#### Assignment
Copy the data exactly. Leave nothing out.

(Stored items)
================

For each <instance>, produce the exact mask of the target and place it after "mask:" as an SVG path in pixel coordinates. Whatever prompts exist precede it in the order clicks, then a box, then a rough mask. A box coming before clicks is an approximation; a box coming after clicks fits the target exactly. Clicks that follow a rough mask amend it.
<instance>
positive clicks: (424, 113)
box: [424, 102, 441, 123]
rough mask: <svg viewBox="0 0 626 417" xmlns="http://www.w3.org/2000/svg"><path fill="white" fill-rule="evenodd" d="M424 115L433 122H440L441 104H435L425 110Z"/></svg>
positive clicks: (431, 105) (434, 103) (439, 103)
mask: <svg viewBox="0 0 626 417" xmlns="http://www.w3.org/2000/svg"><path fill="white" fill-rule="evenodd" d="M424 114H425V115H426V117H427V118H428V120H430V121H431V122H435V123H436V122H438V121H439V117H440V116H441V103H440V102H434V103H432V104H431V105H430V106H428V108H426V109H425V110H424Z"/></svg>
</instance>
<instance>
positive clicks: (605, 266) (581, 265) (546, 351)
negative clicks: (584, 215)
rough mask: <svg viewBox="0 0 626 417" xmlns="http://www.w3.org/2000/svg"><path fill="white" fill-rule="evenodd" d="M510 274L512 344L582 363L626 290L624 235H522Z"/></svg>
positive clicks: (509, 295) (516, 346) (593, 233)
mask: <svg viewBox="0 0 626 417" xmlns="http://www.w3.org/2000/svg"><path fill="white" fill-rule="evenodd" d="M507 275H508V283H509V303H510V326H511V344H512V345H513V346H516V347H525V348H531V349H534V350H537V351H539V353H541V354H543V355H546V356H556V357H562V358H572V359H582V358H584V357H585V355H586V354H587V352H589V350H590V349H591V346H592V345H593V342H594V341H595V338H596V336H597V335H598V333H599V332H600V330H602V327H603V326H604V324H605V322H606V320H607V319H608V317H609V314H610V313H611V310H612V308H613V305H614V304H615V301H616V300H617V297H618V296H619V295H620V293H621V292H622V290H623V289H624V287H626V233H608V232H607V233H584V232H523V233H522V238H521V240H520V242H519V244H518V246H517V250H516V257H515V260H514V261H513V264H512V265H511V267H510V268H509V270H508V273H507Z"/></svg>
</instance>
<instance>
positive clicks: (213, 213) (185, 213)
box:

================

#### Answer to the problem
For each <instance>, produce the exact mask of the target and place it after "mask:" as an SVG path in pixel coordinates. Whatever prompts exist precede it in the order clicks, then a box, then a rough mask. A box coming before clicks is an approximation; a box coming after clicks fits the target exactly. Clicks that follow a rough mask amend it.
<instance>
positive clicks: (424, 113)
box: [424, 102, 441, 123]
rough mask: <svg viewBox="0 0 626 417" xmlns="http://www.w3.org/2000/svg"><path fill="white" fill-rule="evenodd" d="M424 115L433 122H440L441 104H435L425 110Z"/></svg>
positive clicks: (431, 105) (434, 103) (439, 103)
mask: <svg viewBox="0 0 626 417" xmlns="http://www.w3.org/2000/svg"><path fill="white" fill-rule="evenodd" d="M424 114H425V115H426V117H427V118H428V120H430V121H431V122H435V123H436V122H438V121H439V117H440V116H441V103H440V102H434V103H432V104H431V105H430V106H428V108H426V109H425V110H424Z"/></svg>
</instance>
<instance>
positive clicks: (605, 266) (581, 265) (546, 351)
negative clicks: (584, 215)
rough mask: <svg viewBox="0 0 626 417" xmlns="http://www.w3.org/2000/svg"><path fill="white" fill-rule="evenodd" d="M510 274L512 344L582 363L626 290L624 235H522Z"/></svg>
positive clicks: (509, 295) (516, 346) (593, 233)
mask: <svg viewBox="0 0 626 417" xmlns="http://www.w3.org/2000/svg"><path fill="white" fill-rule="evenodd" d="M507 275H508V283H509V303H510V326H511V344H512V345H513V346H516V347H525V348H531V349H534V350H537V351H539V353H541V354H543V355H546V356H556V357H562V358H572V359H582V358H584V357H585V355H586V354H587V352H589V350H590V349H591V346H592V345H593V342H594V341H595V338H596V336H597V335H598V333H599V332H600V330H602V327H603V326H604V324H605V322H606V320H607V319H608V317H609V314H610V313H611V310H612V308H613V305H614V304H615V301H616V300H617V297H618V296H619V295H620V293H621V292H622V290H623V289H624V287H626V233H608V232H607V233H584V232H523V233H522V238H521V240H520V242H519V244H518V246H517V250H516V257H515V260H514V261H513V264H512V265H511V267H510V268H509V270H508V273H507Z"/></svg>
</instance>
<instance>
positive clicks: (213, 213) (185, 213)
box:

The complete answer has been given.